◆ Source material:

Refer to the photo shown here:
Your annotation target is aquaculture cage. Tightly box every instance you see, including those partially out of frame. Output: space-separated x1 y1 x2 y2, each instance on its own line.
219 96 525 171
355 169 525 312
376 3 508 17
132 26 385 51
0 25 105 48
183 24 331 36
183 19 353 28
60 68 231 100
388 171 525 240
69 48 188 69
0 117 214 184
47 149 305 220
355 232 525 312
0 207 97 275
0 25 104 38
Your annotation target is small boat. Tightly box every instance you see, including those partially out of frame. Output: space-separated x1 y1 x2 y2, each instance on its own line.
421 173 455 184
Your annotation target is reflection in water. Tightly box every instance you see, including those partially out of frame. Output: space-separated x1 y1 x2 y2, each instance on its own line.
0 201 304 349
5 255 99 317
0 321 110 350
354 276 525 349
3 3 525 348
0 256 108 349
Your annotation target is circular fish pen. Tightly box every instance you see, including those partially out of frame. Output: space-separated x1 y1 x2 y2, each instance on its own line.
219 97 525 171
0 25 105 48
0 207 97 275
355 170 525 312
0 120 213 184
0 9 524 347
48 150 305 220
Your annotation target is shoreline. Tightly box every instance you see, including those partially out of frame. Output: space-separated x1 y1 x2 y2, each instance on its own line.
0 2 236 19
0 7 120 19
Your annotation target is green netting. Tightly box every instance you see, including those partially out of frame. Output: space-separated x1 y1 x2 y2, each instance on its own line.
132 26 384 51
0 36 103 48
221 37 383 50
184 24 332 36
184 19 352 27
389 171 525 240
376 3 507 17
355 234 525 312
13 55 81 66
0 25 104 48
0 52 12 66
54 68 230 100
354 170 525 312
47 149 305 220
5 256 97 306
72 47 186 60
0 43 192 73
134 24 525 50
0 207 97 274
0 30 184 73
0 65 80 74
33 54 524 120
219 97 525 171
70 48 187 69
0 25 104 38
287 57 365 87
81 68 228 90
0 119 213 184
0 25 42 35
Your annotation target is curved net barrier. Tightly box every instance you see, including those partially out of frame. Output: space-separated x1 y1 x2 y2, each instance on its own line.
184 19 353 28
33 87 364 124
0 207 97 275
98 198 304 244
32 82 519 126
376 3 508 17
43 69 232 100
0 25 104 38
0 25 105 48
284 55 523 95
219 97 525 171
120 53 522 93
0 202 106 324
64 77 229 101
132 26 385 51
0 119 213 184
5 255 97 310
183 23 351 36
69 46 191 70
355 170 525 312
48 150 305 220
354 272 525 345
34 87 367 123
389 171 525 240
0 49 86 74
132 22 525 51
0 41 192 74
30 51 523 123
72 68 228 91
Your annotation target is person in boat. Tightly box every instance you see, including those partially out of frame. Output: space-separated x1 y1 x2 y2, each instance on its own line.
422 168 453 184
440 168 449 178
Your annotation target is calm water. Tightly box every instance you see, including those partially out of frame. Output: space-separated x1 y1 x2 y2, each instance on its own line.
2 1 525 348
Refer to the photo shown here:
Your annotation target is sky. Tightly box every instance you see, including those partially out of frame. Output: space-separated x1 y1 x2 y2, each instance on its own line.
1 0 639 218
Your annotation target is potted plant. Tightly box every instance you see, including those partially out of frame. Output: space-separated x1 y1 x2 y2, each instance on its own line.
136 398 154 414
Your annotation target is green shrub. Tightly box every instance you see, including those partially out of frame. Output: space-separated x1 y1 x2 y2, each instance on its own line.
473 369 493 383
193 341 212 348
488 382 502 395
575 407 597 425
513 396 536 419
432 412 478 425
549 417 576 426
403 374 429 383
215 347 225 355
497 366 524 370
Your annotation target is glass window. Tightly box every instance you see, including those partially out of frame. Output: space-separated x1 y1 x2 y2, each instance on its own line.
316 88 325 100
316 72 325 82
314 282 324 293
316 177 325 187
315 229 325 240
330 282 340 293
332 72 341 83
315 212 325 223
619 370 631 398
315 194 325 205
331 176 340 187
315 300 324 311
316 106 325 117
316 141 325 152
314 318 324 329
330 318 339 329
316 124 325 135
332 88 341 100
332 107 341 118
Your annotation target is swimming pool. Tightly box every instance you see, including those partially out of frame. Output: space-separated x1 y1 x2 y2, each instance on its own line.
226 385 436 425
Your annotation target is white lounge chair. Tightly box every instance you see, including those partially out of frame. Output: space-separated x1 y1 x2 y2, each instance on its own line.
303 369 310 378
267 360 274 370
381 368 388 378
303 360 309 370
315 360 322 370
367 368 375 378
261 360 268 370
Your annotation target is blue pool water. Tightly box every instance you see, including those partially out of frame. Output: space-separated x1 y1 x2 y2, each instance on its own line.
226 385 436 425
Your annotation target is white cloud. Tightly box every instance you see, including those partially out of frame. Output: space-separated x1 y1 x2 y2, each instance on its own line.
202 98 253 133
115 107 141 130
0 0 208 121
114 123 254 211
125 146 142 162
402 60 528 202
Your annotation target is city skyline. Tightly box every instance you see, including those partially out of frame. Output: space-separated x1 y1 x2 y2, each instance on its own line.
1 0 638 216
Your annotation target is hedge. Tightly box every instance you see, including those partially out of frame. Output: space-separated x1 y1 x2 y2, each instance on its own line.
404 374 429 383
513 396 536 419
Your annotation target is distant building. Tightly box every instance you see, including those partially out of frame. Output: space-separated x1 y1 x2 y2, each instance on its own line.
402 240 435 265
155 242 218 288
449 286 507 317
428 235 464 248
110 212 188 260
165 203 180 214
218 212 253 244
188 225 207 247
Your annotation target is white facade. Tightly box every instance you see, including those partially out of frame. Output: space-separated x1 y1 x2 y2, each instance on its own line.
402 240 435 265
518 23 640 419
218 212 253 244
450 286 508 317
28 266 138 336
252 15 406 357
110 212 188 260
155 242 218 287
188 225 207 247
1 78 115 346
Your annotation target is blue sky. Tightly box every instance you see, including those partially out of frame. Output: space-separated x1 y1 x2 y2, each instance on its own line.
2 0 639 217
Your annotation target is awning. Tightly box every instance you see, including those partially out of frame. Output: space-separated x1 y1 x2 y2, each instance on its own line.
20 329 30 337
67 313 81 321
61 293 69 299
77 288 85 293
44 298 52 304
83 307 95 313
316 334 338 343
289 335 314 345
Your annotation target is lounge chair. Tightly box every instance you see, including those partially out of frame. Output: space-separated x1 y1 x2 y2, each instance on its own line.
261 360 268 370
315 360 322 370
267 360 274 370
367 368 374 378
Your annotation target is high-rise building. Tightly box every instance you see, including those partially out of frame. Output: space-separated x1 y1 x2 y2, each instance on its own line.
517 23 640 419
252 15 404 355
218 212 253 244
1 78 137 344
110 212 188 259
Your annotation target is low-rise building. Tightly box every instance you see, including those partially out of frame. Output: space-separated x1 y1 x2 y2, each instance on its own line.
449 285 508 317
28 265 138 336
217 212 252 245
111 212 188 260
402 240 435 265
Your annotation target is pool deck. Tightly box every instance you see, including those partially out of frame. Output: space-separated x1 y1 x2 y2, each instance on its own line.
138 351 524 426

◆ Problem:
Top to bottom, set down the whole listing exactly.

◆ Task output:
Refer to the photo shown here:
Your annotation target is aquaculture cage. Tightly box every instance you see, including those partially out of frame. Output: space-separated x1 y1 x2 y2, each instance on its own line.
219 96 525 171
355 169 525 312
376 3 508 17
132 26 385 51
0 25 105 48
183 24 331 36
183 19 353 28
60 68 231 100
388 171 525 240
69 48 188 69
0 117 214 184
47 149 305 220
355 232 525 312
0 207 97 275
0 25 104 38
Your annotation target is small boat. Tightly box every instance you see, including those partially out of frame. Output: space-separated x1 y1 x2 y2, each instance on its own line.
421 173 455 184
Your annotation target is reflection in water. Tightly box every instance you see, including those partially out of frame. Output: space-separated x1 y1 x2 y2, each instance on its own line.
0 201 304 349
5 255 99 317
0 321 110 350
354 276 525 349
3 3 525 348
0 256 108 349
Your annotation target is circular fish pen. Tightly box every instance you see, including those partially out of frame. Output: space-separated x1 y1 x2 y2, each instance on its own line.
219 97 525 171
0 25 105 48
0 207 97 275
355 170 525 312
0 120 213 184
0 9 524 347
48 150 305 220
Your annotation target is shoreline. Tightly box every instance you see, including those partially out of frame. Output: space-separated x1 y1 x2 y2, each instance on its own line.
0 2 236 19
0 7 120 19
Your annotation target is green netting. Tightly box every instance you see, including those partially out of frame. Output: space-separated x1 y1 x2 y2, each instance on its own line.
132 26 384 51
0 36 103 48
221 37 383 50
184 24 332 36
184 19 352 27
389 171 525 240
376 3 507 17
355 234 525 312
13 55 81 66
0 25 104 48
0 52 12 66
54 68 230 100
354 170 525 312
47 149 305 220
5 256 97 306
72 47 186 60
0 43 192 73
134 24 525 50
0 207 97 274
0 30 184 73
0 65 80 74
33 54 524 120
219 97 525 171
70 48 187 69
0 25 104 38
287 57 365 87
81 68 228 90
0 119 213 184
0 25 42 35
Your annotation target is curved net barrier. Tightly box every instance you see, including those partially out of frame. Output: space-separated x1 y1 x2 y2, each instance on its own line.
184 19 353 28
33 87 364 124
0 207 97 275
98 198 304 244
32 82 519 126
376 3 508 17
43 69 232 100
0 25 104 38
0 25 105 48
284 55 523 95
219 97 525 171
120 53 522 93
0 202 106 324
64 77 229 101
132 26 385 51
0 119 213 184
5 255 97 310
183 23 351 36
69 46 191 70
355 170 525 312
48 150 305 220
354 272 525 345
34 87 367 123
389 171 525 240
0 49 86 74
132 22 525 51
0 41 192 74
30 51 523 123
72 68 228 91
Your annotation target is person in boat. Tightly box every instance you see, including those partially out of frame. Output: space-separated x1 y1 x2 y2, each instance on its own line.
422 168 453 184
440 168 449 178
Your annotation target is calm water. Tightly box every instance you see, including those partially out of frame. Output: space-separated x1 y1 x2 y2, each instance on its own line.
2 1 525 348
Refer to the photo shown here:
Your annotation target is sky. Tightly box every instance you see, including those partially out of frame. Output: space-separated x1 y1 x2 y2, each instance on its own line.
1 0 639 218
Your annotation target is potted plant. Tightly box every instance you see, including those partially out of frame. Output: space-separated x1 y1 x2 y2, each instance on its own line.
136 398 154 414
Your annotation target is green shrub. Tightly box every instance you see, including those partially out of frame. Output: space-separated x1 y1 x2 y2, each instance on its own line.
473 369 493 383
193 341 212 348
488 382 502 395
575 407 597 425
513 396 536 419
432 412 478 425
549 417 576 426
403 374 429 383
215 347 225 355
497 366 524 370
Your annotation target is glass window. Tightly box every instance you see, including those partially out of frame. Output: space-separated x1 y1 x2 y2, each instance on its own line.
316 88 325 100
316 72 325 82
314 282 324 293
316 177 325 187
315 229 325 240
330 282 340 293
332 72 341 83
315 212 325 223
619 370 631 398
315 194 325 205
331 176 340 187
315 300 324 311
316 106 325 117
316 141 325 152
314 318 324 329
330 318 339 329
316 124 325 135
332 88 341 100
332 107 341 118
Your annotation target is swimming pool. Tightly box every instance you see, including those partially out of frame. Output: space-separated x1 y1 x2 y2, each instance on its own line.
226 385 436 425
Your annotation target is white lounge chair. Tightly box every instance you see, including those partially out of frame. Output: space-separated x1 y1 x2 y2, each instance on its own line.
303 369 310 378
267 360 274 370
381 368 388 378
303 360 309 370
315 360 322 370
367 368 375 378
261 360 268 370
Your annotation target is blue pool water. Tightly box every instance you see, including those partially out of frame. Output: space-separated x1 y1 x2 y2, each instance on its own line.
226 385 436 425
Your annotation target is white cloud. Tightly box every instance you see, including those partially out of frame. Output: space-separated x1 y1 x2 y2, each instance on its own line.
202 98 253 133
115 107 141 130
0 0 208 121
114 123 254 211
125 146 142 162
402 60 528 202
Your annotation target is city skyline. Tightly box every instance you see, including those partially out of frame. Output: space-separated x1 y1 x2 y2, each instance on its own line.
1 0 638 216
Your annotation target is hedge. Tightly box every instance you see, including those partially out of frame. Output: space-separated x1 y1 x2 y2, each instance on its own line.
404 374 429 383
513 396 536 419
Your annotation target is distant building. Tightly box every instance you see, including those partially out of frame. Output: space-separated x1 y1 x2 y2, each instance on its own line.
402 240 435 265
155 242 218 288
449 286 507 317
428 235 464 248
110 212 188 260
165 203 180 214
218 212 253 244
188 225 207 247
Your annotation target is white facade. Tightly box every instance you see, including those partially out of frame. Output: space-separated x1 y1 x2 y2, each instance on its own line.
402 240 435 265
518 23 640 419
218 212 253 244
450 286 508 317
28 266 138 336
252 15 406 357
110 212 188 260
155 242 218 287
188 225 207 247
1 78 115 346
Your annotation target is blue sky. Tightly box every instance you see, including those partially out of frame. Output: space-separated x1 y1 x2 y2, each instance on its own line.
2 0 639 217
Your annotation target is awning. Tightly box every instance you see, including those partially out of frame. Output: space-separated x1 y1 x2 y2, each instance on its own line.
20 329 30 337
67 313 81 321
61 293 69 299
77 288 85 293
44 298 52 304
83 307 95 313
316 334 338 343
289 335 314 345
Your annotation target is lounge chair. Tightly box every instance you see, including those partially out of frame. Output: space-separated x1 y1 x2 y2, each instance on its own line.
261 360 268 370
315 360 322 370
267 360 274 370
367 368 374 378
Your annotation target is high-rise building. Tightly box every instance you see, including those partially out of frame. Output: space-separated x1 y1 x2 y2, each instance on its own line.
517 23 640 419
252 15 404 355
218 212 253 244
1 78 137 344
110 212 188 259
Your annotation target is low-rise building. Tightly box every instance you see, including those partially out of frame. Output: space-separated x1 y1 x2 y2, each instance on its own line.
449 285 508 317
28 265 138 336
217 212 252 245
111 212 188 260
402 240 435 265
Your annotation target is pool deck. Tightly box every instance you see, including those partially out of frame. Output: space-separated x1 y1 x2 y2, each instance on its own line.
138 351 524 426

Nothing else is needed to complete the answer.